***** Working data

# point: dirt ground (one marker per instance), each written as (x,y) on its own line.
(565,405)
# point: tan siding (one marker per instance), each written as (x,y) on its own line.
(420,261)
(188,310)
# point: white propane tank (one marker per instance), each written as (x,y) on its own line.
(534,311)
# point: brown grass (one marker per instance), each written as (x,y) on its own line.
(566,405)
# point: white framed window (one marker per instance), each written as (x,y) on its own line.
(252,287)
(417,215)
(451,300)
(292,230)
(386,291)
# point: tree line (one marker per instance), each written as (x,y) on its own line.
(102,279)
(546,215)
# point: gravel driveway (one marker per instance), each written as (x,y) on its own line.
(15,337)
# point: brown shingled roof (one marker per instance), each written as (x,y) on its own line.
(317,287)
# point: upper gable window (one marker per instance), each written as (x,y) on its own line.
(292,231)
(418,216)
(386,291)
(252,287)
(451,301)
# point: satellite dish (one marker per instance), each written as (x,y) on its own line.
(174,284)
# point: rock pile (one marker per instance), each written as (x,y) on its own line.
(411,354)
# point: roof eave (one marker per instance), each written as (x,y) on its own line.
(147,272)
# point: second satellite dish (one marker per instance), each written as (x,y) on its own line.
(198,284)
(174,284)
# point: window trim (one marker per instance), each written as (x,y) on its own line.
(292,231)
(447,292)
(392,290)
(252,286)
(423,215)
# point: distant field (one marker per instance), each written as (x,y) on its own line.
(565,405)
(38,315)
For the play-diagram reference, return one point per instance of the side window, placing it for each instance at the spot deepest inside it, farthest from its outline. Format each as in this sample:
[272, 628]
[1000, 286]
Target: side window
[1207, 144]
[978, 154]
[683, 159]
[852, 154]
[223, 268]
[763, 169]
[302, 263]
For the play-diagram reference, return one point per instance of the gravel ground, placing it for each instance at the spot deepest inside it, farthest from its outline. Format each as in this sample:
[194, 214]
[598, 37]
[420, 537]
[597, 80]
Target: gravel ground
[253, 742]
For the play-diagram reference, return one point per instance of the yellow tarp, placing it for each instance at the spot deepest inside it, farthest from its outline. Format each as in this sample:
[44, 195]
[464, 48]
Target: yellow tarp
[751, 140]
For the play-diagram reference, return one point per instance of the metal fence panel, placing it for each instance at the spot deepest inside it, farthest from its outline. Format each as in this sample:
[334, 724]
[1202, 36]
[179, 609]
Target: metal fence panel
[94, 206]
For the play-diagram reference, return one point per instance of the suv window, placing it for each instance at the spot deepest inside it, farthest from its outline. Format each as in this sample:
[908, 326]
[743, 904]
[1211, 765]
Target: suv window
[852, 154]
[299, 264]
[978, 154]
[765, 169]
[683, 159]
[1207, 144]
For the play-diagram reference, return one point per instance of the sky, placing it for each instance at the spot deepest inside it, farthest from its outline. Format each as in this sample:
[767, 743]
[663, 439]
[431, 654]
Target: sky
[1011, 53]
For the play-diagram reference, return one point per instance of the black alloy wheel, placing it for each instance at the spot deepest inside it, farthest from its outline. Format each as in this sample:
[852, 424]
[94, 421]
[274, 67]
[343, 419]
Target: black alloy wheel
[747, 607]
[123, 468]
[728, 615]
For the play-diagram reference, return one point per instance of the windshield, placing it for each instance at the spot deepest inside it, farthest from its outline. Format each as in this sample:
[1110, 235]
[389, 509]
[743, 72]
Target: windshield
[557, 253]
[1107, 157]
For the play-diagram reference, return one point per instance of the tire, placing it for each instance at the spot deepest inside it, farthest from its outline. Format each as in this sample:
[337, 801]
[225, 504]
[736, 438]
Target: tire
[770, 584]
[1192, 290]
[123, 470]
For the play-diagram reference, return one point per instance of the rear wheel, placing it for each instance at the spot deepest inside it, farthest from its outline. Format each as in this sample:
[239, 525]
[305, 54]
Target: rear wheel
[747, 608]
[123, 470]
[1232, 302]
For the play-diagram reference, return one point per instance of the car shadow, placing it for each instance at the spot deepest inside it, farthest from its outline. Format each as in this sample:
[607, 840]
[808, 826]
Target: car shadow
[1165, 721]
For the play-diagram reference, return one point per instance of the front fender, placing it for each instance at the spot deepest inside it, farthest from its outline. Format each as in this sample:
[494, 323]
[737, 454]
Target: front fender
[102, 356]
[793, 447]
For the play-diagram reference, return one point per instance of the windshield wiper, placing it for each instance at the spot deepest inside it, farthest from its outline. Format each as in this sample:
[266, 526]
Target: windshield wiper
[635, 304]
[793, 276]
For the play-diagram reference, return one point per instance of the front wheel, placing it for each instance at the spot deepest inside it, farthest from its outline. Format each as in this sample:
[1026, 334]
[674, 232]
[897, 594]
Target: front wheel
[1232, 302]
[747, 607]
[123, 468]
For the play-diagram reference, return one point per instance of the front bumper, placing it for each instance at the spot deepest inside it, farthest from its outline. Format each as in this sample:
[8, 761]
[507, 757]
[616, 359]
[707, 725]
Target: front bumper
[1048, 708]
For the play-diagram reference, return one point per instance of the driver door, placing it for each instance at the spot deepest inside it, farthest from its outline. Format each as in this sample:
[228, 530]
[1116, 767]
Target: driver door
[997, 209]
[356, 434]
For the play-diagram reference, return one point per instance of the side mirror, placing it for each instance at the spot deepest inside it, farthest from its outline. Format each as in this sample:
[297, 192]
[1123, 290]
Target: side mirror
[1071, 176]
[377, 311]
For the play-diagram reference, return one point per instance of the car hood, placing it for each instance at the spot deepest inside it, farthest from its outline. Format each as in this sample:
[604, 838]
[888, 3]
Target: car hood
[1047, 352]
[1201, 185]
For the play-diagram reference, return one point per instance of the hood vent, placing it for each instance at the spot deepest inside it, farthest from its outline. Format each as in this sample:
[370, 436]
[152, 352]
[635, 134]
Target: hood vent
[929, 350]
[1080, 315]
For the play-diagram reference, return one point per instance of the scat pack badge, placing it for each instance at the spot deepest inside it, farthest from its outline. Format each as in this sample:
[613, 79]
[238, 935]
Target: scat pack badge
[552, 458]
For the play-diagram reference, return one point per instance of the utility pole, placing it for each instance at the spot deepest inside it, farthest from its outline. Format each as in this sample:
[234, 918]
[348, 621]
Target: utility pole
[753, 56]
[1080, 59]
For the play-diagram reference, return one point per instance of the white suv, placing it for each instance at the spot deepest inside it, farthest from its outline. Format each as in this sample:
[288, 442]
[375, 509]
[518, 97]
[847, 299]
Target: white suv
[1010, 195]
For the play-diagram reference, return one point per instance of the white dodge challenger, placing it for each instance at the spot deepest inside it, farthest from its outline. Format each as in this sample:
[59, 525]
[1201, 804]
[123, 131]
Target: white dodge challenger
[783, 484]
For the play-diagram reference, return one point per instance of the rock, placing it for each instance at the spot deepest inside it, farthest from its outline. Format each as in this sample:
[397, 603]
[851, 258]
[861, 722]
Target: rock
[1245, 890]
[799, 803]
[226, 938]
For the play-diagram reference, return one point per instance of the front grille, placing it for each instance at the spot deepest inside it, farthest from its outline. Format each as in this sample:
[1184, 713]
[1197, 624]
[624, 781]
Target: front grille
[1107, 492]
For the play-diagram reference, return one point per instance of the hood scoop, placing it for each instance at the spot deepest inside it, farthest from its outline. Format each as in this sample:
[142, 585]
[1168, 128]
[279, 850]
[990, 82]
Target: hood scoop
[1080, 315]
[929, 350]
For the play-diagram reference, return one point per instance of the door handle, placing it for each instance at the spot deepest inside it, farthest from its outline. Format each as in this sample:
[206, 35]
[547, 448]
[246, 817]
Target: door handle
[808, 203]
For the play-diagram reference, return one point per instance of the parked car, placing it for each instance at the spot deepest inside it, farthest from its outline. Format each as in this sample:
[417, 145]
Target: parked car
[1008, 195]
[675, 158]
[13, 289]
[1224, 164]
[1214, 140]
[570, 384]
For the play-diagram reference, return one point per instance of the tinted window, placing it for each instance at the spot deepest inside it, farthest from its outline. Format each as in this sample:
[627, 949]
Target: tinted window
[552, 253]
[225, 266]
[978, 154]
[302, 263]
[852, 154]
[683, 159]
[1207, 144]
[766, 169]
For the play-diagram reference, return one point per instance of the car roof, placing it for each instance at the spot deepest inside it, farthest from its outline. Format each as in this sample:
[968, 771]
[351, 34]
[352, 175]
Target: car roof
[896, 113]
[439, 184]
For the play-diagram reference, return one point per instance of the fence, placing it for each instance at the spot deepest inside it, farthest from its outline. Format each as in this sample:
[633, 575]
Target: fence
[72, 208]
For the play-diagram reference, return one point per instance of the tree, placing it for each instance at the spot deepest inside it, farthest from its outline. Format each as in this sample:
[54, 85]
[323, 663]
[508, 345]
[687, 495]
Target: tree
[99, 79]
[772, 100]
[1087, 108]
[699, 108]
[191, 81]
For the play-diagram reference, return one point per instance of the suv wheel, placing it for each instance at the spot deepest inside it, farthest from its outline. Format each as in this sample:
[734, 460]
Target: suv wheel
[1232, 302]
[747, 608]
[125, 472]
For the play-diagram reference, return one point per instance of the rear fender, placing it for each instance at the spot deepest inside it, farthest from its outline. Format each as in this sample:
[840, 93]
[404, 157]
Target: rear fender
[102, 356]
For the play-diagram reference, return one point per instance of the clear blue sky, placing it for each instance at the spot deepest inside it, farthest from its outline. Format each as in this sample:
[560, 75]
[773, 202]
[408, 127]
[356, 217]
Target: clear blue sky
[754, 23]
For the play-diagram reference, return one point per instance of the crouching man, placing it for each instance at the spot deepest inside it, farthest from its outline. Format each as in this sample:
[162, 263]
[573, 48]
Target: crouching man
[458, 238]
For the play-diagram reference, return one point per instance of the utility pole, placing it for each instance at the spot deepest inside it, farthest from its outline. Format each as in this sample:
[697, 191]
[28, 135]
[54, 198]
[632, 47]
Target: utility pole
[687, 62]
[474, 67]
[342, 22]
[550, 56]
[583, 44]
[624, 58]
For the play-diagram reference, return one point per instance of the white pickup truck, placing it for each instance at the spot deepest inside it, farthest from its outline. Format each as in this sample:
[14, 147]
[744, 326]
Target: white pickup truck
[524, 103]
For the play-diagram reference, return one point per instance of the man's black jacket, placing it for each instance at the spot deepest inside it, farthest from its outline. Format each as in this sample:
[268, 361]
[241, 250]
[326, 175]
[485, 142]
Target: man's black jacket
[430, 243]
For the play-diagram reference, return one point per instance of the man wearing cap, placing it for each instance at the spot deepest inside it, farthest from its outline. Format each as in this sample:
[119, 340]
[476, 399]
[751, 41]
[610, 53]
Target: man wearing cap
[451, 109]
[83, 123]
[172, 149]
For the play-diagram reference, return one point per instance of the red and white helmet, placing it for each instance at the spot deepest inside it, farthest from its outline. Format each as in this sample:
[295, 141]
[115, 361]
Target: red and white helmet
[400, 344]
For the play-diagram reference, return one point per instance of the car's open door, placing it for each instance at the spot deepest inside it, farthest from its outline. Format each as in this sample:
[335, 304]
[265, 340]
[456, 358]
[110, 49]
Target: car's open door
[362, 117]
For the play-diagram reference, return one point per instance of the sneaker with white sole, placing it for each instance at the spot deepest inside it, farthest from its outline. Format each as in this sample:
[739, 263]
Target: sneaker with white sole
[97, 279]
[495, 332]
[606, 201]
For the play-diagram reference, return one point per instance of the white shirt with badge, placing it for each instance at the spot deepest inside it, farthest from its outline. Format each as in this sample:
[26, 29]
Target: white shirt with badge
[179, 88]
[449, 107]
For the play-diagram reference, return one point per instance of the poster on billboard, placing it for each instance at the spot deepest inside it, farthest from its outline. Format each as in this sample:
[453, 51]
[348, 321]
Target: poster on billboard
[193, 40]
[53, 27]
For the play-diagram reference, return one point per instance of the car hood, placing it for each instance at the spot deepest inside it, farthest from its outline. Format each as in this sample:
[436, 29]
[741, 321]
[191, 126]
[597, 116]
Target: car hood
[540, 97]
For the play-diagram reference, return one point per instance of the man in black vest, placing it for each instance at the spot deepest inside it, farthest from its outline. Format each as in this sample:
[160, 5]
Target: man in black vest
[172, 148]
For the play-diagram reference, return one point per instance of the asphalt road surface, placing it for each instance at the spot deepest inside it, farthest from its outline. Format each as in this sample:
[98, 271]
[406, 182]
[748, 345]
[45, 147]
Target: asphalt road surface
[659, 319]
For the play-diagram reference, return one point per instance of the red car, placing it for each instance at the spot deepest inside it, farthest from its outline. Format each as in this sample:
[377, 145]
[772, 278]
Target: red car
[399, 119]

**********

What is needed
Set down exactly the line that holds "red car, placing" and all lines after it to the end of the data.

Result of this task
For the play-diagram reference, return one point per instance of the red car, placing it for each instance at the spot deepest inside it, farthest from its outline. Format each as in this sample:
[377, 145]
[772, 278]
Target: red car
[399, 119]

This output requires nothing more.